• _Goal of the exercise_
In the records, rewrite the part that opens with the line containing "Tag every instance of the round" and closes with the line containing "x=529 y=226" as a Markdown table with the columns No. and Text, one row per line, skipping blank lines.

• _Data for processing_
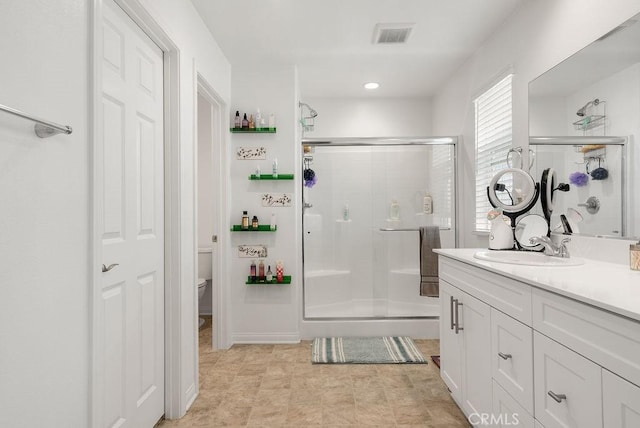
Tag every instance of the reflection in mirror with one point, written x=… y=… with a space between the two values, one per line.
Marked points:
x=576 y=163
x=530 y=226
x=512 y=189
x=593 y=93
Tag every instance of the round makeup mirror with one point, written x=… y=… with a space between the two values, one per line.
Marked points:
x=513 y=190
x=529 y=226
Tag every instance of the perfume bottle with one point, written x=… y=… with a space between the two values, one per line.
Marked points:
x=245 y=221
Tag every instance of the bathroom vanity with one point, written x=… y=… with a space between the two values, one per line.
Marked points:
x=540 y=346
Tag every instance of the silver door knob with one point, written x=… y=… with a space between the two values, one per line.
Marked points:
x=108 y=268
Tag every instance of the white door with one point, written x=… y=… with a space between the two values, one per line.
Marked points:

--

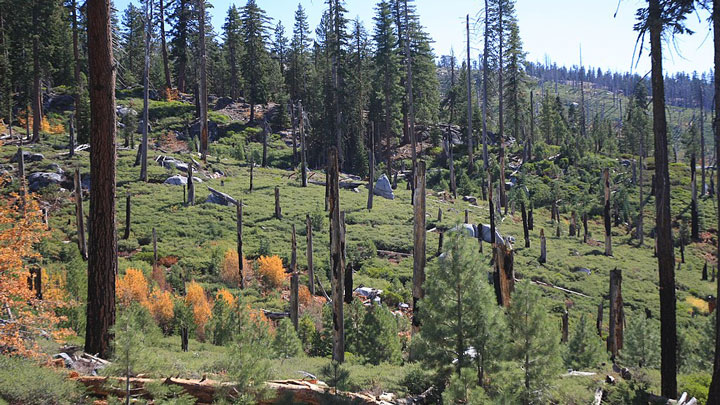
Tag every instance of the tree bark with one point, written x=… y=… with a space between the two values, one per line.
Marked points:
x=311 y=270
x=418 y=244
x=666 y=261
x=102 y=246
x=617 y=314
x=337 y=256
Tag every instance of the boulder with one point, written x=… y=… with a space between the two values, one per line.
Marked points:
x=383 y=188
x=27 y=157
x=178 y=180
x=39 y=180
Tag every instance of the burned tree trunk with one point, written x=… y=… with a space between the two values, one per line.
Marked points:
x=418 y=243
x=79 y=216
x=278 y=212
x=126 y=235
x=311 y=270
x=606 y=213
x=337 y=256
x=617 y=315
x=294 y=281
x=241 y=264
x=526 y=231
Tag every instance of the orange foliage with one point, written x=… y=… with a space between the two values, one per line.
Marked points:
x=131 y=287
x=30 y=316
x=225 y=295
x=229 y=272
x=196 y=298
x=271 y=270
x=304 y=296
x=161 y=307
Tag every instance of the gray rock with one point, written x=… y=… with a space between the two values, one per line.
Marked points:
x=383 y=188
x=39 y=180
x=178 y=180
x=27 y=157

• _Correct output_
| No. | Text |
|---|---|
| 1 | Tag every instance of the round makeup mirror with one point, written x=… y=… with a space between the two values, one per line. |
| 2 | Marked points: |
| 3 | x=513 y=190 |
| 4 | x=529 y=226 |